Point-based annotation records

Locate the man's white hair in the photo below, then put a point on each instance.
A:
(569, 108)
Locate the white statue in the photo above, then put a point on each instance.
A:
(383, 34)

*Problem description:*
Rewrite all of the records above, substituting "occurrence" for "instance" and leaving everything else unchanged.

*Completed task:*
Locate the man's white hair in the photo below, then put a point on each occurrence.
A:
(569, 108)
Locate the white statue in the photo above, then put a point on each occurrence.
A:
(383, 34)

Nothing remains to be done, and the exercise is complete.